§ Provided text:
************
SnapshotKernel class

Fields:

  • _states: dict[str, State] — state storage
  • _lock: threading.Lock — protects _states
  • _executions: dict[str, Thread] — maps exec_id to the thread running it
  • _exec_lock: threading.Lock — protects _executions

Methods:

  • reset(): Clears _states, creates "initial" state with empty namespace.
  • list_states(): Returns list of state names (under _lock).
  • get_state(state_name): Returns serializable dict with name, timestamp, and variables (each variable as {type, repr}). Returns None if not found.
  • delete_state(state_name): Removes state from dict (under _lock).
  • execute(code, exec_id, state_name, new_state_name=None):
    1. Generate new_state_name via uuid.uuid4().hex if not provided.
    2. Snapshot the source state's namespace (under _lock, briefly).
    3. Register exec_id -> current_thread in _executions.
    4. Set up per-thread stdout/stderr capture via ThreadSafeWriter.
    5. Parse code with ast.parse(). If the last statement is an ast.Expr, split it off: compile preceding statements as exec, compile last expression as eval to capture its return value (mimicking Jupyter behavior).
    6. Execute via exec()/eval() on the copied namespace. Catch KeyboardInterrupt (from interrupt) and general Exception.
    7. Build Jupyter-style output list: stream (stdout/stderr), execute_result (last expr value as text/plain), error (exception info with traceback).
    8. On success, snapshot the modified namespace and store as new state. On error, do not store a new state.
    9. Unregister exec_id. Return {output, state_name, error}.
  • interrupt(exec_id): Looks up the thread in _executions, uses ctypes.pythonapi.PyThreadState_SetAsyncExc to raise KeyboardInterrupt in that thread. This gets caught by the except KeyboardInterrupt in execute().
************
§ Material provided:
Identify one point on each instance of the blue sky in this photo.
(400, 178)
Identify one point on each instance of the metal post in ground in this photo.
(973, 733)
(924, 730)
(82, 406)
************
§ Exercise requirements:
Please revise the SnapshotKernel description between "8. On success, snapshot" and "KeyboardInterrupt in execute().", inclusive, and write that part out again with "Unregister" replaced by "Deregister". The records are separate material, unrelated to the SnapshotKernel description.

§ Your response:
8. On success, snapshot the modified namespace and store as new state. On error, do not store a new state.
    9. Deregister exec_id. Return {output, state_name, error}.
  • interrupt(exec_id): Looks up the thread in _executions, uses ctypes.pythonapi.PyThreadState_SetAsyncExc to raise KeyboardInterrupt in that thread. This gets caught by the except KeyboardInterrupt in execute().